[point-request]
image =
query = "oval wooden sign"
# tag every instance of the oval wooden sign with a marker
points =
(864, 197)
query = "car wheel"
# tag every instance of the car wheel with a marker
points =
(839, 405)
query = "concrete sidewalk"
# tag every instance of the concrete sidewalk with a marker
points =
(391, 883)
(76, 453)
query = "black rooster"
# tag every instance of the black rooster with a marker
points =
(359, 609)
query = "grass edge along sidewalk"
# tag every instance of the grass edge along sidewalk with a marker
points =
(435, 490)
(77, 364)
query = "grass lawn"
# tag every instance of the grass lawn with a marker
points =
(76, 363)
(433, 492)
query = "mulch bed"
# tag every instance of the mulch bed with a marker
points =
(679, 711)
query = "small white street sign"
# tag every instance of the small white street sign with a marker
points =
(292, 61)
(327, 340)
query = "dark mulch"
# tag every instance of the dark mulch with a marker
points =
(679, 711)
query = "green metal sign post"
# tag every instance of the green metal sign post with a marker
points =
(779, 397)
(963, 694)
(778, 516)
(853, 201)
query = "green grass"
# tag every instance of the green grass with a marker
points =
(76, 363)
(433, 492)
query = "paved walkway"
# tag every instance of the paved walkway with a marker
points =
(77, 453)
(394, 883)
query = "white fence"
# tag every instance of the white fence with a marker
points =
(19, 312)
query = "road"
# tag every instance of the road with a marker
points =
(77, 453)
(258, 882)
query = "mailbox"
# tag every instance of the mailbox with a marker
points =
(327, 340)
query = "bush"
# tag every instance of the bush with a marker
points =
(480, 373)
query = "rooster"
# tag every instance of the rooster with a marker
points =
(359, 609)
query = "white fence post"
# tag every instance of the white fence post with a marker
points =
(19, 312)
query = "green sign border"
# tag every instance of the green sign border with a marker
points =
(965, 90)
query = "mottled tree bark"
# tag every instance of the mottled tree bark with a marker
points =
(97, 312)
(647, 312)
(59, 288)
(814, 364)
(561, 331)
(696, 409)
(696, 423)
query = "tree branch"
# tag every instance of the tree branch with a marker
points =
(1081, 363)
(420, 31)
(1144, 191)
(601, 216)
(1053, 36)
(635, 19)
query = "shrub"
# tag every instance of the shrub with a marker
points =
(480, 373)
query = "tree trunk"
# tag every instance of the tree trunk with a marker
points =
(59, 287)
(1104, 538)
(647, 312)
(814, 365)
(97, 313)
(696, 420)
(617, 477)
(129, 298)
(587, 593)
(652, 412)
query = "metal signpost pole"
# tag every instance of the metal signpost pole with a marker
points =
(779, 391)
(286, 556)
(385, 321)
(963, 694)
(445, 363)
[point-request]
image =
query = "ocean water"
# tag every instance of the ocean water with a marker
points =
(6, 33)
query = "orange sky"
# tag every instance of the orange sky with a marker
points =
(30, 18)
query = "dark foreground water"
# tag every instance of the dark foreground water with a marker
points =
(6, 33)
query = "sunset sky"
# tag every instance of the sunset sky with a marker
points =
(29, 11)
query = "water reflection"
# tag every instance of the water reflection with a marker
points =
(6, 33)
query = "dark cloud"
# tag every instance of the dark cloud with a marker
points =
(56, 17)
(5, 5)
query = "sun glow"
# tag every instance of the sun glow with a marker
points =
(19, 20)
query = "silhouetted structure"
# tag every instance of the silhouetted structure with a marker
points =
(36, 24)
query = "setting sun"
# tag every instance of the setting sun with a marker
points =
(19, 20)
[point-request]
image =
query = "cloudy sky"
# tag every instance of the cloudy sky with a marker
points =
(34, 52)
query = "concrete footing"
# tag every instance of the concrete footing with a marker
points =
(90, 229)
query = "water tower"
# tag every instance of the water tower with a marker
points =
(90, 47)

* Problem
Exactly reproduce every line of the data above.

* Answer
[point-request]
image =
query = "oval wooden sign"
# tag every instance of the oval wooden sign with a marker
points =
(864, 197)
query = "car wheel"
# tag every instance of the car wheel with a marker
points =
(839, 405)
query = "concrete sidewalk"
# tag every instance of the concrete sidewalk with a marker
points =
(391, 883)
(76, 453)
query = "black rooster"
# tag every instance of the black rooster with a marker
points =
(359, 609)
query = "grass edge along sidewalk"
# tag every instance of the grass edge along sidewalk with a marker
points =
(435, 490)
(77, 364)
query = "grass lawn"
# tag every instance of the grass lawn with a marker
points =
(76, 363)
(433, 492)
query = "mulch bed"
# tag every instance of the mulch bed with a marker
points =
(679, 711)
query = "small white street sign"
# tag every instance of the small white street sign with a marker
points =
(292, 61)
(327, 340)
query = "dark mulch"
# tag every instance of the dark mulch with a marker
points =
(679, 711)
query = "green metal sign post"
# tag every instance of the green metal sign post with a marker
points =
(779, 397)
(963, 694)
(778, 516)
(853, 201)
query = "green grass"
# tag every instance of the green grass with a marker
points =
(76, 363)
(433, 492)
query = "paved walkway"
# tag every instance of the paved walkway with a marker
points =
(77, 453)
(394, 883)
query = "white fence"
# tag every instance of the white fence with a marker
points =
(19, 312)
query = "road"
# tag every instance of the road with a marker
points =
(77, 453)
(258, 882)
query = "mailbox"
# tag every instance of the mailbox with a marker
points =
(327, 340)
query = "bush"
# tag every instance of the bush with a marker
points =
(480, 373)
query = "rooster"
# tag every instance of the rooster with a marker
points =
(359, 609)
query = "white fence post"
# tag every instance of the white fence post with a marker
points =
(19, 312)
query = "green sign border"
# tag every instance of the green sign border with a marker
points =
(965, 90)
query = "mottled tree bark"
# tag every instance of the mottled tree bark with a marker
points =
(97, 312)
(647, 312)
(59, 288)
(814, 364)
(561, 331)
(696, 409)
(696, 423)
query = "tree branch"
# tag every instance of the tree branch with a marker
points =
(1081, 363)
(420, 31)
(1144, 191)
(601, 216)
(1053, 36)
(635, 19)
query = "shrub"
# tag every instance of the shrub with a marker
points =
(480, 373)
query = "tree trunk"
# tag every instance of the tree trunk with a marker
points =
(59, 287)
(1104, 538)
(647, 312)
(814, 365)
(97, 313)
(696, 420)
(617, 477)
(129, 298)
(587, 593)
(652, 412)
query = "metal signpost pole"
# tag every instance of the metal signpost pole with a marker
points =
(779, 391)
(286, 556)
(385, 321)
(963, 694)
(445, 363)
[point-request]
image =
query = "ocean water"
# tag every instance of the ocean water with a marker
points =
(6, 33)
query = "orange sky"
# tag every instance of the orange sky with a marker
points =
(30, 18)
query = "dark foreground water"
# tag every instance of the dark foreground water with a marker
points =
(6, 33)
query = "sunset sky"
# tag every instance of the sunset sky with a marker
points =
(29, 11)
query = "water reflection"
# tag every instance of the water reflection with a marker
points =
(6, 33)
query = "dark cloud"
# tag every instance of the dark cloud with a marker
points =
(56, 17)
(5, 5)
query = "sun glow"
# tag every instance of the sun glow with a marker
points =
(19, 20)
query = "silhouetted structure"
# tag every instance of the silhouetted structure with a marker
points =
(36, 24)
query = "setting sun"
# tag every instance of the setting sun with a marker
points =
(19, 20)
[point-request]
image =
query = "cloudy sky"
# tag every instance of the cloudy sky with a marker
points =
(34, 52)
query = "concrete footing"
# tag every instance of the concrete footing with a marker
points =
(90, 229)
query = "water tower"
# tag every instance of the water tower with a marker
points =
(90, 47)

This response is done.